◆ What to work on
Copy out the entries unchanged, starting at the line that contains "Detect every goalie mask visible here." and ending after the line that contains "[8,105,21,124]".

◆ Given entries
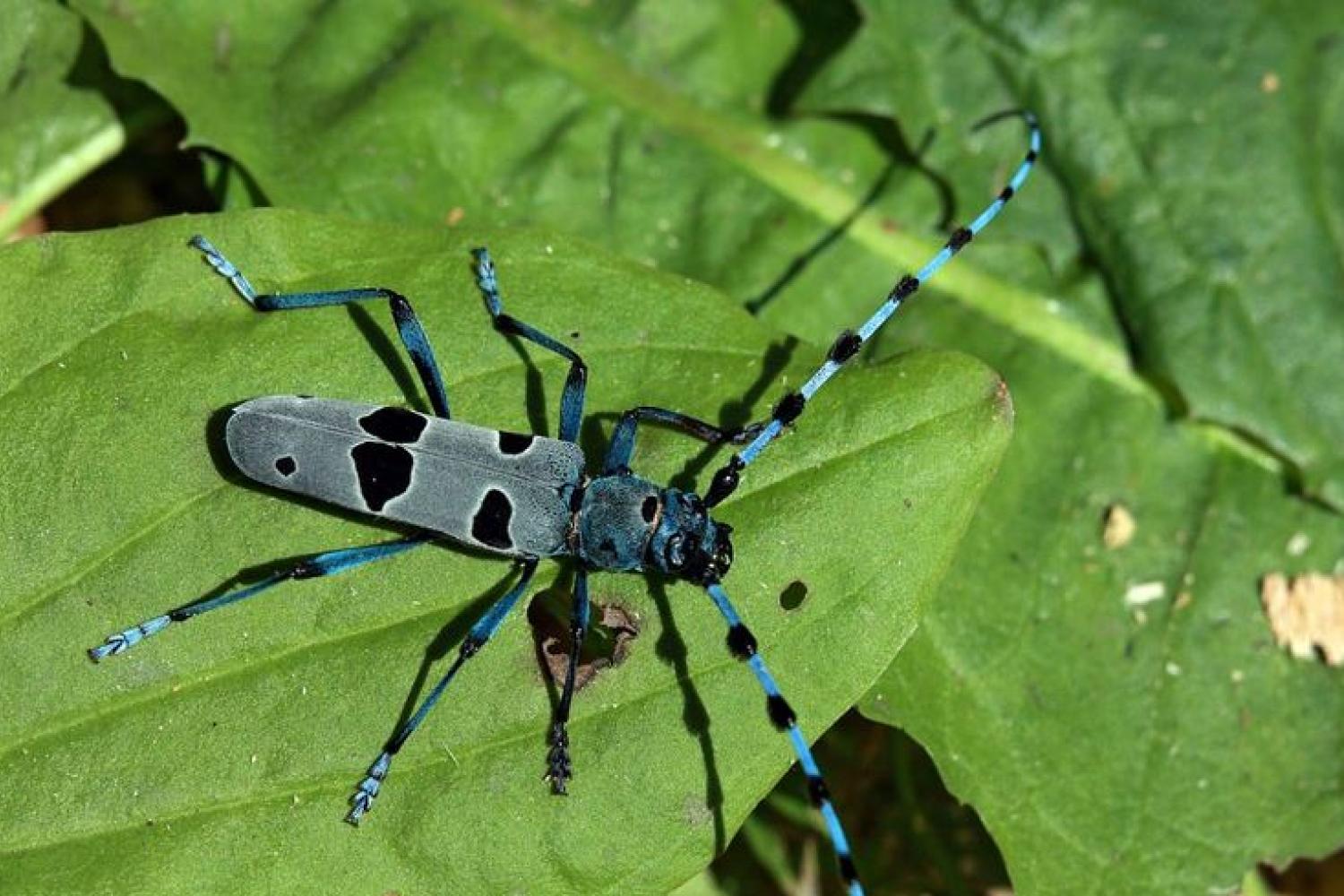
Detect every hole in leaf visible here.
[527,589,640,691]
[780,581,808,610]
--
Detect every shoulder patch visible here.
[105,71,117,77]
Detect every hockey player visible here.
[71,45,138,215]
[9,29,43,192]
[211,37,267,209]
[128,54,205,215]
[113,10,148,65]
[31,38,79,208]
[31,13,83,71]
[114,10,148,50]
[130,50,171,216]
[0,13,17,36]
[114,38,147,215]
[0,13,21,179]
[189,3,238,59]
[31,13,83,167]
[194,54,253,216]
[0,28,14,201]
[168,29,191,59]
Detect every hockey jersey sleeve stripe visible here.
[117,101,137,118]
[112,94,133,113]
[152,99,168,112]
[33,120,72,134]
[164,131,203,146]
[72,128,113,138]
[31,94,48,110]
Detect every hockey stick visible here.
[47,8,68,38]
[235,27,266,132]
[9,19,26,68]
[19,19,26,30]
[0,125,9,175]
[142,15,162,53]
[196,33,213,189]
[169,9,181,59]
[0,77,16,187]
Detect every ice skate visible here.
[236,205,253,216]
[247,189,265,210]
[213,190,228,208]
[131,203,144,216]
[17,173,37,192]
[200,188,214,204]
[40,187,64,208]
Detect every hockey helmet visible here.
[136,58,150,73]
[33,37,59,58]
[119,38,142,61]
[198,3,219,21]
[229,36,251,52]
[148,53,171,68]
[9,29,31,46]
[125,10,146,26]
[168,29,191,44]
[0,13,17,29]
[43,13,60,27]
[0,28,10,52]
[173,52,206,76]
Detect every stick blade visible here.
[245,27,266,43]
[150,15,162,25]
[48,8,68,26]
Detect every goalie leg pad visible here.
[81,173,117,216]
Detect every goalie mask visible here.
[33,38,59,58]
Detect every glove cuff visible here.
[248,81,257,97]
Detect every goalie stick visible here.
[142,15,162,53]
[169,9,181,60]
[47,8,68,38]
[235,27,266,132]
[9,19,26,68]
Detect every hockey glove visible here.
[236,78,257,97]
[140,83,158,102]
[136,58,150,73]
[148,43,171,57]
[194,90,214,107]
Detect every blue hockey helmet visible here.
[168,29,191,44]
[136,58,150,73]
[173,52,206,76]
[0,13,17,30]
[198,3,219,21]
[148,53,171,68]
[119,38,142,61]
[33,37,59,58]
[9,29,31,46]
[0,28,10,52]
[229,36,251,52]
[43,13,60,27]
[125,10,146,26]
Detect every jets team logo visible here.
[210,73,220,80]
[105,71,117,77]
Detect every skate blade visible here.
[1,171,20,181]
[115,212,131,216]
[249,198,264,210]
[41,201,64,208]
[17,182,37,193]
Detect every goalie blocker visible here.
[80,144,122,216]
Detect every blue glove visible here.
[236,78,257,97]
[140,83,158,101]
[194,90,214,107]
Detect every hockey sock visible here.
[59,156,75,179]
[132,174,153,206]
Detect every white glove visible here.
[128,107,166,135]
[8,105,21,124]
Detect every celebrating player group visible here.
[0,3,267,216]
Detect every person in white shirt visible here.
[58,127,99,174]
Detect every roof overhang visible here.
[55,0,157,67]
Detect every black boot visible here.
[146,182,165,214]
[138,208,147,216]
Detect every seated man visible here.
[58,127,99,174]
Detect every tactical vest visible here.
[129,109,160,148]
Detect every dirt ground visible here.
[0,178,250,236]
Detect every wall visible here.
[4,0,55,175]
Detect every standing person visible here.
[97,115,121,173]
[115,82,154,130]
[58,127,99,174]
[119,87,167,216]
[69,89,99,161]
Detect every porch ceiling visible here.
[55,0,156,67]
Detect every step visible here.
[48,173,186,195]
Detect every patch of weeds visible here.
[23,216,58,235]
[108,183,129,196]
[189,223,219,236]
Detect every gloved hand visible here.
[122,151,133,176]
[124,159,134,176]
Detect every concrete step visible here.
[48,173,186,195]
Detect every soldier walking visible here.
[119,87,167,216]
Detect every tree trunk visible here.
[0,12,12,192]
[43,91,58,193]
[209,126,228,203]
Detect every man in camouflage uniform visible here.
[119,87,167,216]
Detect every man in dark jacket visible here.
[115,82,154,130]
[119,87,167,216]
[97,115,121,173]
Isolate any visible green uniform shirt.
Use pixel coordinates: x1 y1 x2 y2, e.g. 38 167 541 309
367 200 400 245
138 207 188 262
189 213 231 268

◆ Exercise response
Detect every goalie mask visible here.
[33,38,59,58]
Detect every glove cuff visible here.
[248,81,257,97]
Detect every goalie stick visible here.
[142,15,162,53]
[169,9,181,60]
[47,8,68,38]
[235,27,266,132]
[9,19,26,68]
Detect every hockey glove visible here.
[236,78,257,97]
[140,83,158,102]
[136,58,150,73]
[148,43,171,57]
[194,90,214,107]
Detect every blue hockey helmet visible here.
[168,29,191,44]
[136,58,150,73]
[173,52,206,76]
[0,13,17,30]
[198,3,219,21]
[148,53,171,68]
[119,38,142,61]
[33,37,59,58]
[9,29,31,46]
[0,28,10,52]
[229,36,251,52]
[43,13,60,27]
[125,10,146,26]
Detect every jets team logo visible here.
[210,73,220,80]
[105,71,117,77]
Detect every skate blade visible here.
[1,171,20,181]
[115,212,131,216]
[249,198,264,210]
[41,201,64,208]
[17,182,37,193]
Detect every goalie blocker visible here.
[80,144,122,216]
Detect every blue glove visible here.
[236,78,257,97]
[140,83,158,101]
[194,90,214,107]
Detect every hockey sock visible here.
[59,156,75,179]
[132,174,153,206]
Detect every white glove visible here.
[128,107,166,135]
[8,105,21,124]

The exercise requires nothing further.